_YOUR TASKS_
1. According to the passage below, why does each party add random padding when publishing the hash digest of its sum polynomial?
2. Reproduce part of the passage below word for word, beginning at the words "4.6. Publication" and stopping after the words "security without drawbacks.".

_PASSAGE_
╔══

From now on, we work on the finite field ${\mathbb{F}}_{O^{V^{\prime }}}$. Being a finite field which cardinality is the power of a prime number, the elements of the set are not numbers anymore, they are polynomials, according to the theory of finite fields [35]. In this case, the polynomials that form this field are of degree $V^{\prime }-1$ and the coefficients are integers mod O. We will call them sum polynomials $s\left(\alpha \right)=t_0+t_1\alpha +t_2{\alpha }^2+\dots +t_{(V^{\prime }-1)}{\alpha }^{(V^{\prime }-1)}$. We will denote as $s_i\left(\alpha \right)$ the sum polynomial of each party $p_i$. Each of them composes its sum polynomial as follows: Taking the ordered list, each party $p\left(i\right)$ determines all coefficients $(t_0,t_1,t_2,\dots ,t_{(V^{\prime }-1)})$ with all points $f\left(i\right)$ received, ordered according to their nonce. In other words, $t_0$ will correspond to the $f\left(i\right)$ whose nonce is first in the list, $t_1$ will correspond to the $f\left(i\right)$ whose nonce is second in the list, and so on.

4.6. Publication

After computing the polynomial sum $s_i\left(\alpha \right)$, each party publishes the hash digest of that polynomial, using random padding to avoid precalculation attacks. The space of possible polynomials is $O^{V^{\prime }}$. Therefore, given a large number of choices and voters who have participated, an attack based on the precalculation of all $H\left(s\right(\alpha \left)\right)$ may be unapproachable. However, adding random padding provides extra security without drawbacks.

╚══

_GIVEN MATERIAL_

╔══

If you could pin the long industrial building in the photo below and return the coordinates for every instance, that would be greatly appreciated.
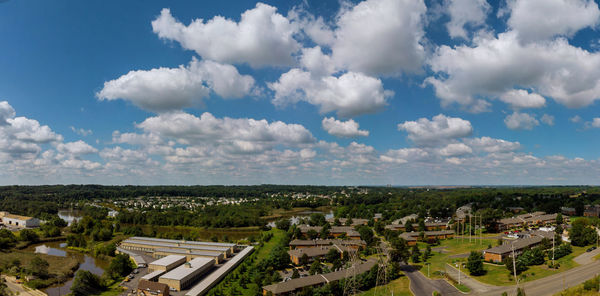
(187, 274)
(216, 276)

╚══

_TASK-BY-TASK RESULTS_
1. To avoid precalculation attacks.

2.
4.6. Publication

After computing the polynomial sum $s_i\left(\alpha \right)$, each party publishes the hash digest of that polynomial, using random padding to avoid precalculation attacks. The space of possible polynomials is $O^{V^{\prime }}$. Therefore, given a large number of choices and voters who have participated, an attack based on the precalculation of all $H\left(s\right(\alpha \left)\right)$ may be unapproachable. However, adding random padding provides extra security without drawbacks.